* begin *

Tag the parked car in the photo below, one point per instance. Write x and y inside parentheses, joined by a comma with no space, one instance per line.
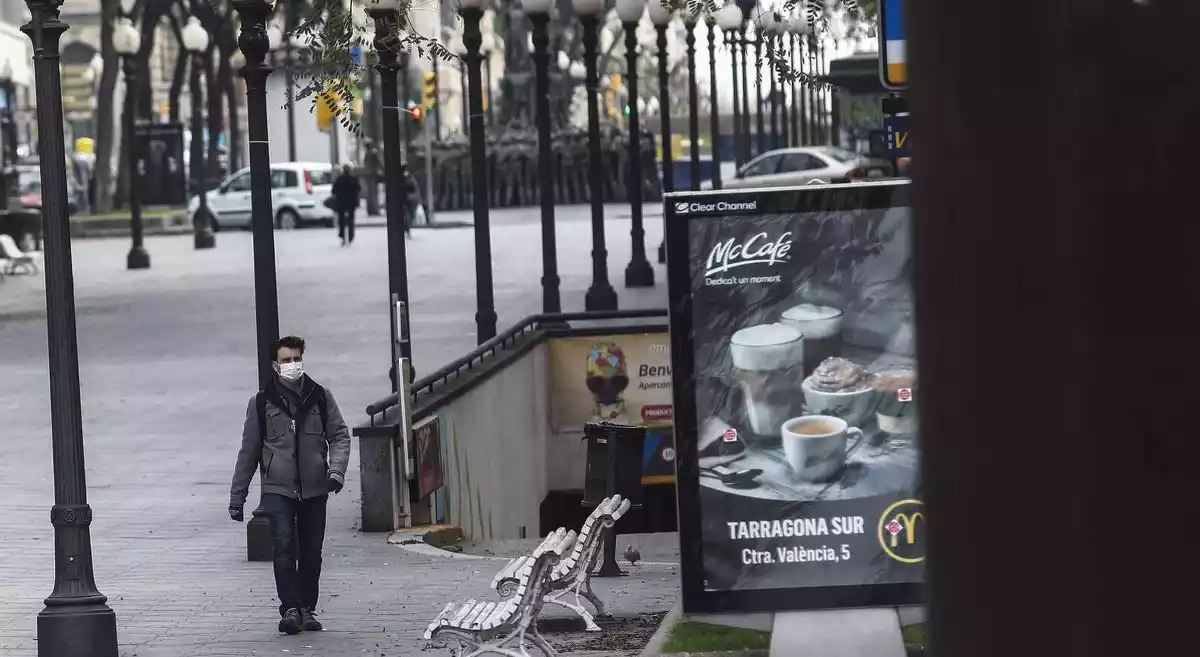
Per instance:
(803,166)
(298,197)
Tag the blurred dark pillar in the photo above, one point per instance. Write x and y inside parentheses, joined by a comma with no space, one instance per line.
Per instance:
(1060,489)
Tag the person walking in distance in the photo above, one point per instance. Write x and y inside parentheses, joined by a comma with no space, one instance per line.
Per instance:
(347,191)
(297,439)
(412,198)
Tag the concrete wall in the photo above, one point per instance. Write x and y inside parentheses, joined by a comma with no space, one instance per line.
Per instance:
(495,451)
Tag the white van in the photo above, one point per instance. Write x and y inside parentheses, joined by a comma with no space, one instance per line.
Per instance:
(298,197)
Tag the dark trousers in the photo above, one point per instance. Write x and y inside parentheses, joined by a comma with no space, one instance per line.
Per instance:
(298,530)
(346,224)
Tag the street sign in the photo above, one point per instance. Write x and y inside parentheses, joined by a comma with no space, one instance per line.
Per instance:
(893,58)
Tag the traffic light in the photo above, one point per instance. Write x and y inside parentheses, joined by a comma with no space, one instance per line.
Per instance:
(417,114)
(429,89)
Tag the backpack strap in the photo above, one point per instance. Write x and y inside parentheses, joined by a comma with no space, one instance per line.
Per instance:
(261,404)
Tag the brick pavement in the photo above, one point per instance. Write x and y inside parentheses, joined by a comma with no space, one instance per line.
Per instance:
(167,366)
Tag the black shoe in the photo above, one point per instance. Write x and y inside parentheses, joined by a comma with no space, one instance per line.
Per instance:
(310,624)
(291,622)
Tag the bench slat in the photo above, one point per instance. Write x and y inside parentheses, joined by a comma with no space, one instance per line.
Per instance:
(479,615)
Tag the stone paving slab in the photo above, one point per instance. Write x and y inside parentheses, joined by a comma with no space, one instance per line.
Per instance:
(167,363)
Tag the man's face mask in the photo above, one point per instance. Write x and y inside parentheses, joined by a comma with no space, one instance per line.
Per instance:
(292,371)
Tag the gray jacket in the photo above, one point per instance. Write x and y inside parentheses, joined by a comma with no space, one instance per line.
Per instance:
(293,458)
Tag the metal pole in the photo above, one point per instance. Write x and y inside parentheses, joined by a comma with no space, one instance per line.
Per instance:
(202,228)
(747,146)
(485,313)
(760,124)
(551,301)
(773,94)
(693,107)
(600,295)
(665,139)
(289,77)
(639,273)
(406,134)
(253,44)
(781,97)
(731,40)
(805,106)
(138,257)
(385,44)
(791,91)
(9,125)
(77,620)
(715,109)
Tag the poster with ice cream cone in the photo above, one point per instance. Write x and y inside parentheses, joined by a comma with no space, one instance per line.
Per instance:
(623,378)
(795,387)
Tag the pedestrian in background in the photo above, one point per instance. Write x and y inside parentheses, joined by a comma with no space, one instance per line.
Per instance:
(347,191)
(412,199)
(291,427)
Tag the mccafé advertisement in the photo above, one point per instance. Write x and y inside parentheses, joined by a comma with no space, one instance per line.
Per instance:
(795,392)
(623,378)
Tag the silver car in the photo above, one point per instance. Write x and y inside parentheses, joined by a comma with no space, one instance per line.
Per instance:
(802,166)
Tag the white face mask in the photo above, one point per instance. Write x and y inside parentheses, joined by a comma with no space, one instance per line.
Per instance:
(291,372)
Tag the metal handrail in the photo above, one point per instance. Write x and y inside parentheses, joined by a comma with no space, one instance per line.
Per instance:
(455,368)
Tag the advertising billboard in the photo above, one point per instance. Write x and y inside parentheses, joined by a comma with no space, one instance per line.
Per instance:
(622,378)
(795,384)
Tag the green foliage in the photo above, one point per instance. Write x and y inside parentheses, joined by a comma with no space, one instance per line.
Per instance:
(699,637)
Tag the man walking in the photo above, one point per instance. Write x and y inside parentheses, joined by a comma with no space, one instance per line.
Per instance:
(346,192)
(291,427)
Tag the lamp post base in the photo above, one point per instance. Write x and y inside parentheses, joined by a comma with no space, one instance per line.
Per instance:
(600,297)
(138,258)
(77,631)
(640,273)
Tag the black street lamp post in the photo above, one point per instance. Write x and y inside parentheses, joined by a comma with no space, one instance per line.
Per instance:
(77,620)
(661,17)
(714,106)
(639,273)
(689,22)
(406,134)
(255,44)
(769,25)
(600,295)
(730,19)
(196,40)
(127,41)
(744,44)
(385,14)
(539,14)
(760,120)
(485,315)
(9,184)
(291,14)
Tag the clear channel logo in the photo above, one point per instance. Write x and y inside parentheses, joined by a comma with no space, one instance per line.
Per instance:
(693,208)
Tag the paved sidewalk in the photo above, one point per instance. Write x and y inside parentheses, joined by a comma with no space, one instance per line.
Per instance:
(167,367)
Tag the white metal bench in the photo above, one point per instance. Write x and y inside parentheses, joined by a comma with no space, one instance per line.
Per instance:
(503,627)
(573,576)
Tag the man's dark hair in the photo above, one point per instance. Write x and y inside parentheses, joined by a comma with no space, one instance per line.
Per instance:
(291,342)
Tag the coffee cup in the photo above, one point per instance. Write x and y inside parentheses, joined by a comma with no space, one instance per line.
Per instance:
(816,445)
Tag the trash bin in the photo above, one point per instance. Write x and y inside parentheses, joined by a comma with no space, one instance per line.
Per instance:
(613,462)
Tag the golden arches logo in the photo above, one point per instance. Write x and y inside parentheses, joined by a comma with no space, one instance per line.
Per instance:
(898,531)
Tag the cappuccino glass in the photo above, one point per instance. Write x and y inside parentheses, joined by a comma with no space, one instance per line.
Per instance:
(816,445)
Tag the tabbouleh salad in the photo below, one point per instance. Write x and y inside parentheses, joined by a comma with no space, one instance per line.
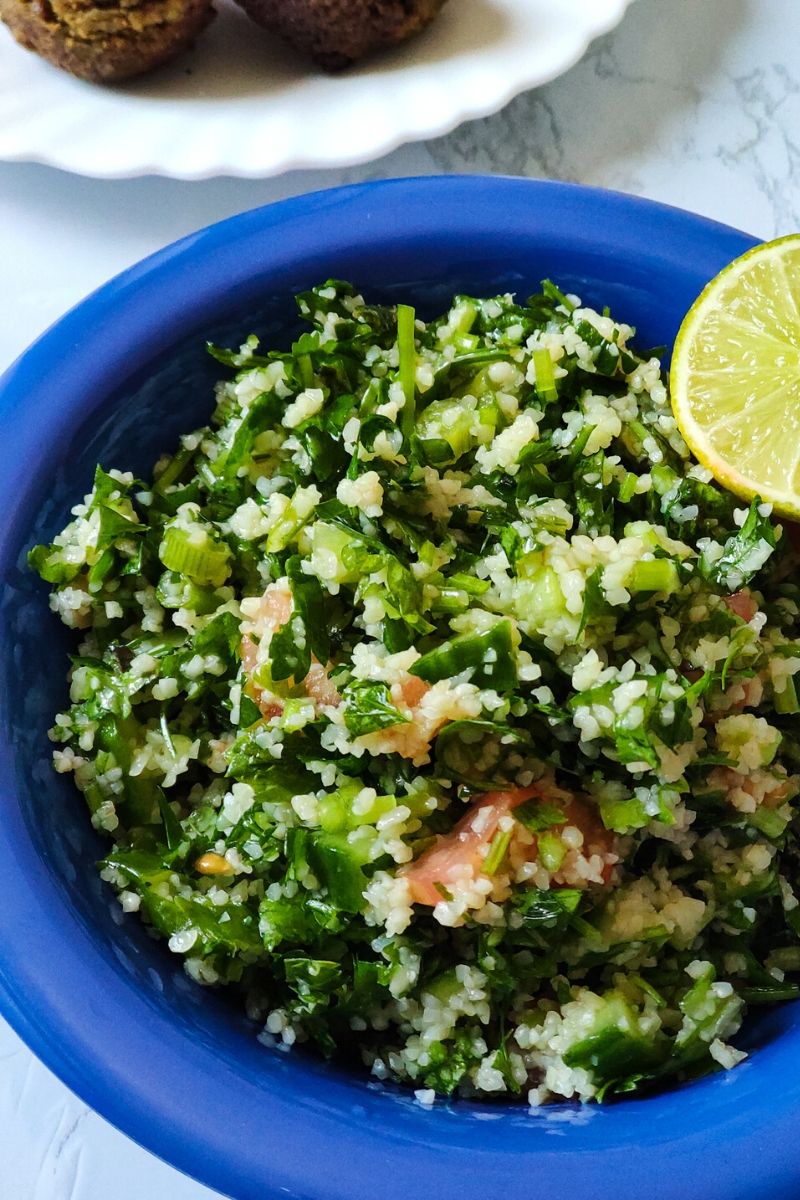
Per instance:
(434,697)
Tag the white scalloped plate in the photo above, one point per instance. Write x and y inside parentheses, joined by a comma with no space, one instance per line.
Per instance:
(240,103)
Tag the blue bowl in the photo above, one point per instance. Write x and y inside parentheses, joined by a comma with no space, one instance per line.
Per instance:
(178,1067)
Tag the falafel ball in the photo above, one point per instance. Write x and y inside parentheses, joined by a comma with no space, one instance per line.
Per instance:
(336,33)
(106,41)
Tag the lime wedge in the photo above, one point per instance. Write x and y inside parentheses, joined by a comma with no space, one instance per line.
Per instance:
(735,376)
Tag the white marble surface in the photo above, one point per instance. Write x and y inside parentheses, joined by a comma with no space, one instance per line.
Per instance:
(695,102)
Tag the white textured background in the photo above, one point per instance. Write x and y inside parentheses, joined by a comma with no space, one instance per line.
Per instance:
(693,102)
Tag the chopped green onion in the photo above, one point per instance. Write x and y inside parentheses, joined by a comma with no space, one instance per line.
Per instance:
(193,552)
(498,849)
(786,701)
(536,816)
(545,375)
(654,575)
(407,367)
(552,851)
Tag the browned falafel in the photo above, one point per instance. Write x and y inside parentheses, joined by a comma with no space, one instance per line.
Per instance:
(336,33)
(106,40)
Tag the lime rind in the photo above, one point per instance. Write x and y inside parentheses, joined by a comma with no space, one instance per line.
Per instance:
(735,376)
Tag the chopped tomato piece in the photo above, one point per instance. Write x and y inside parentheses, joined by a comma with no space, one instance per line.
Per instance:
(743,605)
(274,612)
(459,855)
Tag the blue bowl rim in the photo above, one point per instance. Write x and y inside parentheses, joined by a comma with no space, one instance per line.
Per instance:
(413,1147)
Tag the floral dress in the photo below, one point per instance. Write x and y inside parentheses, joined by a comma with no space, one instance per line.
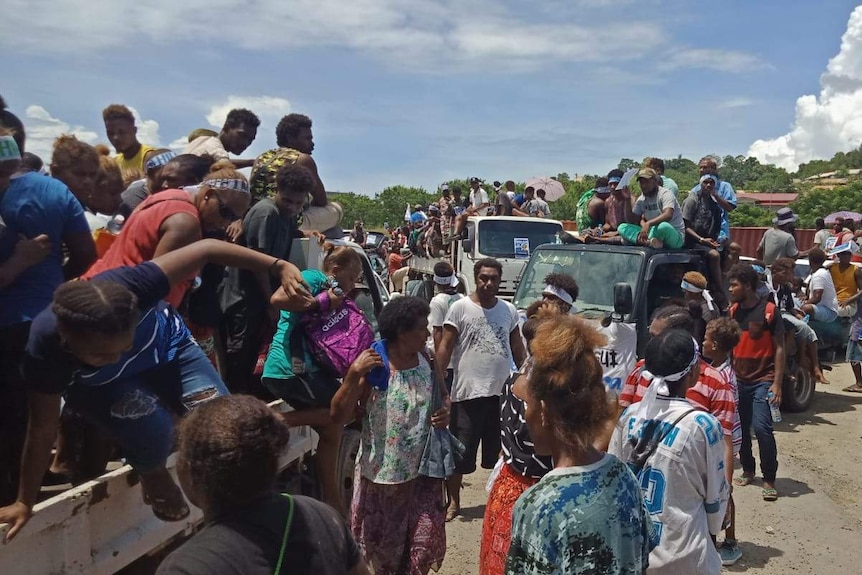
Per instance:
(397,515)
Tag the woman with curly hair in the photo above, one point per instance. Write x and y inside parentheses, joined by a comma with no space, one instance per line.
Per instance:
(397,515)
(586,515)
(123,357)
(227,464)
(519,466)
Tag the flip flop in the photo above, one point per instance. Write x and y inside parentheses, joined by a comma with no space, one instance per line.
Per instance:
(159,504)
(743,480)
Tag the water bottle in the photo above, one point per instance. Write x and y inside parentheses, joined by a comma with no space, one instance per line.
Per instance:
(115,224)
(773,409)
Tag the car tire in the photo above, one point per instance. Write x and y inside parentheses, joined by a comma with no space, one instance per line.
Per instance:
(797,395)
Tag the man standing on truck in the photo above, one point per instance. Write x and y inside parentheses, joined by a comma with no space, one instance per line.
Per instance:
(778,241)
(758,360)
(657,220)
(484,331)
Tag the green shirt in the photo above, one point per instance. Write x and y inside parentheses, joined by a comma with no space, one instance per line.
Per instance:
(278,362)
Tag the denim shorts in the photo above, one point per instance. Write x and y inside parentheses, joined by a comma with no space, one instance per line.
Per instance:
(824,314)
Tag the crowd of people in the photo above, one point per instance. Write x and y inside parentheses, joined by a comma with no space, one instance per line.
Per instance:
(150,287)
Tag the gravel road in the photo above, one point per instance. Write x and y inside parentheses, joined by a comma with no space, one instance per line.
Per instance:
(815,526)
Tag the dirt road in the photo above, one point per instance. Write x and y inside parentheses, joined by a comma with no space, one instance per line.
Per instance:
(814,528)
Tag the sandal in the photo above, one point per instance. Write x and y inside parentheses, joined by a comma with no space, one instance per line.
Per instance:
(743,480)
(162,507)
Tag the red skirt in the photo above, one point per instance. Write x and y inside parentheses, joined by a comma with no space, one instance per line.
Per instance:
(497,526)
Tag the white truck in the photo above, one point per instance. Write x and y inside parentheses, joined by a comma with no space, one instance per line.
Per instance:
(508,239)
(102,526)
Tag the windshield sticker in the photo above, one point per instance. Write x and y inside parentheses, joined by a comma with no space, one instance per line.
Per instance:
(522,248)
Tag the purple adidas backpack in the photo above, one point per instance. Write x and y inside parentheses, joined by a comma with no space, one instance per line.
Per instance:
(336,337)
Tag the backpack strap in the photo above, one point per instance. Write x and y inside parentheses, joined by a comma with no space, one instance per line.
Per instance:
(284,537)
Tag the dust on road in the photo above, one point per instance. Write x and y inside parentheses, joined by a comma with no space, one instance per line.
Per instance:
(815,526)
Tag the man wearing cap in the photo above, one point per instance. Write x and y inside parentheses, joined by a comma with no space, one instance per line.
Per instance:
(398,261)
(846,278)
(778,242)
(657,220)
(702,216)
(446,286)
(723,193)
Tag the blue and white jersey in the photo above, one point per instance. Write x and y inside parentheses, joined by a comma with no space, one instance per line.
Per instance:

* end *

* AIM:
Starting at the line that contains "Tag the dust", copy each line exactly through the end of the listing above. Include that first line and the last one, and add nothing.

* TASK SOLUTION:
Tag the dust on road in the photo above, one point per instance. Write x and y inside parentheses, joined by a comma with no space, one instance per line.
Per instance:
(815,526)
Tag the man wearing cap in the photo above, one point per instance. Write x and y inside parentheses, joined by a comma with no space, one instance per line.
Per instance:
(398,261)
(846,278)
(778,242)
(657,220)
(702,216)
(446,286)
(723,193)
Tag the blue and white jersey in the photo above, one point per instance. Write x and y inside parentheses, joined by a comma with no space, one instance per line.
Per instance:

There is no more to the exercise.